• [QUOTED TEXT]
▬▬▬▬▬▬▬▬▬▬
Pretrain parameters for a variational quantum circuit to minimize the expectation value of input observable.

Accepts either a linear `VariationalProblem` (minimize a single observable's expectation) or a
`NonlinearVariationalProblem` (minimize a sympy objective over several named observables, whose
terms may include the `0`/`1` projector symbols). A linear problem is treated internally as the
trivial objective `"x"` over its single observable.

* **Parameters:**
  * **problem** ([*VariationalProblem*](variational.md#haiqu.sdk.qml.problem.VariationalProblem) *|* [*NonlinearVariationalProblem*](variational.md#haiqu.sdk.qml.problem.NonlinearVariationalProblem)) -- problem instance containing the
    ansatz circuit and either a single observable (linear) or a loss expression with named
    observables (nonlinear).
  * **max\_time** (*float*) -- maximal time (in seconds) the pretraining can take. If this time exceeds (not counting
    initialization and other overheads), then the current best result is returned. Defaults to 1 minute.
    Current maximal pretraining time is 15 minutes.
  * **seed** (*int* \*|\**None*) -- a seed for initial random initialization of weights. They are chosen from uniform
    distribution in the interval \[-π,π). Defaults to 42.
  * **initial\_parameters** (*list* \*\[\**float* *]* \*|\**None*) -- if specified, then these weights are used instead of random ones.
▬▬▬▬▬▬▬▬▬▬
• [AVAILABLE RECORDS]
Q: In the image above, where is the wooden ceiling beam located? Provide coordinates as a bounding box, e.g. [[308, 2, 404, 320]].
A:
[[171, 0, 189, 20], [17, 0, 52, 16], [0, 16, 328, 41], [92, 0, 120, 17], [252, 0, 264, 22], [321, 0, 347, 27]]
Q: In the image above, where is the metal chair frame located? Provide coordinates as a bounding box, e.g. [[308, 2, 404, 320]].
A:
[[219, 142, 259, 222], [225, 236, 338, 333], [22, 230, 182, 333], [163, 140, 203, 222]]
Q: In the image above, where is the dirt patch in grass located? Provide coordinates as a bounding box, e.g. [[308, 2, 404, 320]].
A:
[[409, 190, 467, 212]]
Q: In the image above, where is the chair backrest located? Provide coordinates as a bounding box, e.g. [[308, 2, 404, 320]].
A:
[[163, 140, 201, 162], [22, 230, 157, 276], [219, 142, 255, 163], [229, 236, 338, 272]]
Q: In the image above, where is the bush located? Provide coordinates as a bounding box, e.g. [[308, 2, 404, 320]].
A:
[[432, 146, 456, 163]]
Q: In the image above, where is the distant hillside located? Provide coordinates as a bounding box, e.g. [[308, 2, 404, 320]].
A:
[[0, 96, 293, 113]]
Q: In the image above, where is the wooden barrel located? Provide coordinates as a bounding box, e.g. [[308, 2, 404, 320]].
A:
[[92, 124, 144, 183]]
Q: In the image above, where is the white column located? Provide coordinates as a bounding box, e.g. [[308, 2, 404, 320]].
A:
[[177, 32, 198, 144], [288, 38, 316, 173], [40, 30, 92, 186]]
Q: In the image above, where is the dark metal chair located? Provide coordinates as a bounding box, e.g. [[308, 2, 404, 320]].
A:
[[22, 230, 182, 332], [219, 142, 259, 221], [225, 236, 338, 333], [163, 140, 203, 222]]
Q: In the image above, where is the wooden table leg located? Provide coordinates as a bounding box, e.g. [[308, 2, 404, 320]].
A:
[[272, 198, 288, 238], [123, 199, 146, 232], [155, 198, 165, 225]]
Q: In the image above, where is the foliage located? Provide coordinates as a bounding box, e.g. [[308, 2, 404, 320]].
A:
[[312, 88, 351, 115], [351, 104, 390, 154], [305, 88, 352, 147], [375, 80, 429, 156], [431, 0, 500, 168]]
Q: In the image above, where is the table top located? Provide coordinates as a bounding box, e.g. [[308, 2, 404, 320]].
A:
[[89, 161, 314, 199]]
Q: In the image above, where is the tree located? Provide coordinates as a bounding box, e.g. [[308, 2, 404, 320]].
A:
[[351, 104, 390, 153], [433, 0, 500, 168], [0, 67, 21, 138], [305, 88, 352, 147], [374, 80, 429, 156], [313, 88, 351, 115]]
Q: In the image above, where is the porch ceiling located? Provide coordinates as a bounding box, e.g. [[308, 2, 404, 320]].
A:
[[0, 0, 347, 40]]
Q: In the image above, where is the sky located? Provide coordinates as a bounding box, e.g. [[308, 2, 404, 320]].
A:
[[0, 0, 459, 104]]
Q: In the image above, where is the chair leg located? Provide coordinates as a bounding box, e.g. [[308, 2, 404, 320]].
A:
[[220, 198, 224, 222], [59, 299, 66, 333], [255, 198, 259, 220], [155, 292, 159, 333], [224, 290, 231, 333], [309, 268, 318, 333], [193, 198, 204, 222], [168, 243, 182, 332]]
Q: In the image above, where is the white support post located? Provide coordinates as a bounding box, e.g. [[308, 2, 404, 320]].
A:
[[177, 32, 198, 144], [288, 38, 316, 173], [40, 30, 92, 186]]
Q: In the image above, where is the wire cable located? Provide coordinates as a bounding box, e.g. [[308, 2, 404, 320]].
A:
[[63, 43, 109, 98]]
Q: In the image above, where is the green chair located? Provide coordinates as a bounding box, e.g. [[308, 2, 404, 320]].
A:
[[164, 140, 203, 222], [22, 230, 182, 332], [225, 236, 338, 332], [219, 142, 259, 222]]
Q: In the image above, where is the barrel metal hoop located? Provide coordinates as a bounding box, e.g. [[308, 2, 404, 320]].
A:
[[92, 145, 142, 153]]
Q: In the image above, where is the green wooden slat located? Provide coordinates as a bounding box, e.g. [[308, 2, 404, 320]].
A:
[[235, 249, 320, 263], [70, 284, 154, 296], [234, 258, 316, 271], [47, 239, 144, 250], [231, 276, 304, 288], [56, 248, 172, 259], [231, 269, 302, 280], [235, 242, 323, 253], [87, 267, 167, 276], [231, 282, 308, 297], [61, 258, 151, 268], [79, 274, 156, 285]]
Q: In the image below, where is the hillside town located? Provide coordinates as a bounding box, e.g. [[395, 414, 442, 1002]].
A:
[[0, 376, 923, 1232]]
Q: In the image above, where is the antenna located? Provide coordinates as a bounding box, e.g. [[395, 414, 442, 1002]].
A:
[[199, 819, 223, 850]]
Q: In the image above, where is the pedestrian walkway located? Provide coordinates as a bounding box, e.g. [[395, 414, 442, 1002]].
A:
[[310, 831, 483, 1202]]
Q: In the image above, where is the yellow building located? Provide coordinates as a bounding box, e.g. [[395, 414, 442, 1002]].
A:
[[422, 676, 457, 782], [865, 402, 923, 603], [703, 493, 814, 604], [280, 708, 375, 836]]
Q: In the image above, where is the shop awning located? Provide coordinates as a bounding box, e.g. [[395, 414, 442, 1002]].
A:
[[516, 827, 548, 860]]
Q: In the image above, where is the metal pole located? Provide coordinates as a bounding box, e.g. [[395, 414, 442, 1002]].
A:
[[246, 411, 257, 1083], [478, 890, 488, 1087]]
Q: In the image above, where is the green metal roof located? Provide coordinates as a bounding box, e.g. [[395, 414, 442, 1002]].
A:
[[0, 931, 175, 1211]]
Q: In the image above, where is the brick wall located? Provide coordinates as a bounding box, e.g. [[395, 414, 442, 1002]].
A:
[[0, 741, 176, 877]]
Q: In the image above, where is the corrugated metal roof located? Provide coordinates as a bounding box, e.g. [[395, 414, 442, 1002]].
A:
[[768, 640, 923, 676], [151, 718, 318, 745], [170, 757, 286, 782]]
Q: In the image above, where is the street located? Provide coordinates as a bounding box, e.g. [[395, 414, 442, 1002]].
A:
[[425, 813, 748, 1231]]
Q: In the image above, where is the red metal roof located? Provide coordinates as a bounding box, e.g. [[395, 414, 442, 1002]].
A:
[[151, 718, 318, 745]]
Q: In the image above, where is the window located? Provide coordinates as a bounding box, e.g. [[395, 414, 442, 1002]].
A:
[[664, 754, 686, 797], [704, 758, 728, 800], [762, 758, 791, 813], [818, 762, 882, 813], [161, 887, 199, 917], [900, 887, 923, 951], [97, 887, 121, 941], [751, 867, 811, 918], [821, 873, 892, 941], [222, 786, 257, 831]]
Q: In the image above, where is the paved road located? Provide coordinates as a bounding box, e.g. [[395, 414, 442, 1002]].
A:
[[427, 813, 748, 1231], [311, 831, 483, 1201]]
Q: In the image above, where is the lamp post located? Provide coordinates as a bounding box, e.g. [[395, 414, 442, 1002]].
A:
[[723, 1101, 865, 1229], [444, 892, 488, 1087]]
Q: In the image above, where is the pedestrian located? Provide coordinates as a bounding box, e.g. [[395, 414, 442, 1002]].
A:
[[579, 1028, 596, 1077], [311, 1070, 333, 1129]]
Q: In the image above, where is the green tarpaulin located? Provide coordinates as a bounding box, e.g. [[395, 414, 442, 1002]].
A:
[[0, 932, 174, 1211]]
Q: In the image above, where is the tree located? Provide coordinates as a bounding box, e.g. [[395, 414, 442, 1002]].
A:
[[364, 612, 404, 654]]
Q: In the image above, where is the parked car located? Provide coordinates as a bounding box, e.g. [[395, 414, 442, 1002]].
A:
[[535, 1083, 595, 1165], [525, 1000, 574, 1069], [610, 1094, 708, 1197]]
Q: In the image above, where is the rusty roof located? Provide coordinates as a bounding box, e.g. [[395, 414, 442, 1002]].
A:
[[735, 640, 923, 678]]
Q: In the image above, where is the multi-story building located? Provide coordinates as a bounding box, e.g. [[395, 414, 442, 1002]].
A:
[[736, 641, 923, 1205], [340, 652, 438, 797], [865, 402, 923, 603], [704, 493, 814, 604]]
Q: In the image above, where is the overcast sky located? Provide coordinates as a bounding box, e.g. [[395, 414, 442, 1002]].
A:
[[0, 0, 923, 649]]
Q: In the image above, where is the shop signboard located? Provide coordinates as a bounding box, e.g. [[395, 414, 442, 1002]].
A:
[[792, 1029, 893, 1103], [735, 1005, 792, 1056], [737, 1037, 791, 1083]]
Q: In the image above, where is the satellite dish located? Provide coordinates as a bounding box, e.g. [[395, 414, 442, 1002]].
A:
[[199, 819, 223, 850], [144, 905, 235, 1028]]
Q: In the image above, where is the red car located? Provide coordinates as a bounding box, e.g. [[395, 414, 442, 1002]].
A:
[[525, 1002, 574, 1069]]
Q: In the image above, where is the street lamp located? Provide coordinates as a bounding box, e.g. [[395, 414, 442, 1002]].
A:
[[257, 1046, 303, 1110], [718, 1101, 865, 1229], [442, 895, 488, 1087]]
▬▬▬▬▬▬▬▬▬▬
• [INSTRUCTIONS]
- a) From the pretraining documentation, extract the passage starting with "Pretrain parameters for" and going on through "its single observable.".
- b) Put the rows into a numbered list, starting with the first line of the rows and going on through the line with "[[432, 146, 456, 163]]", leaving out blank lines.
The documentation text and the rows have nothing to do with each other.

• [ANSWERS TO THE PROBLEMS]
- a)
Pretrain parameters for a variational quantum circuit to minimize the expectation value of input observable.

Accepts either a linear `VariationalProblem` (minimize a single observable's expectation) or a
`NonlinearVariationalProblem` (minimize a sympy objective over several named observables, whose
terms may include the `0`/`1` projector symbols). A linear problem is treated internally as the
trivial objective `"x"` over its single observable.

- b)
1. Q: In the image above, where is the wooden ceiling beam located? Provide coordinates as a bounding box, e.g. [[308, 2, 404, 320]].
2. A:
3. [[171, 0, 189, 20], [17, 0, 52, 16], [0, 16, 328, 41], [92, 0, 120, 17], [252, 0, 264, 22], [321, 0, 347, 27]]
4. Q: In the image above, where is the metal chair frame located? Provide coordinates as a bounding box, e.g. [[308, 2, 404, 320]].
5. A:
6. [[219, 142, 259, 222], [225, 236, 338, 333], [22, 230, 182, 333], [163, 140, 203, 222]]
7. Q: In the image above, where is the dirt patch in grass located? Provide coordinates as a bounding box, e.g. [[308, 2, 404, 320]].
8. A:
9. [[409, 190, 467, 212]]
10. Q: In the image above, where is the chair backrest located? Provide coordinates as a bounding box, e.g. [[308, 2, 404, 320]].
11. A:
12. [[163, 140, 201, 162], [22, 230, 157, 276], [219, 142, 255, 163], [229, 236, 338, 272]]
13. Q: In the image above, where is the bush located? Provide coordinates as a bounding box, e.g. [[308, 2, 404, 320]].
14. A:
15. [[432, 146, 456, 163]]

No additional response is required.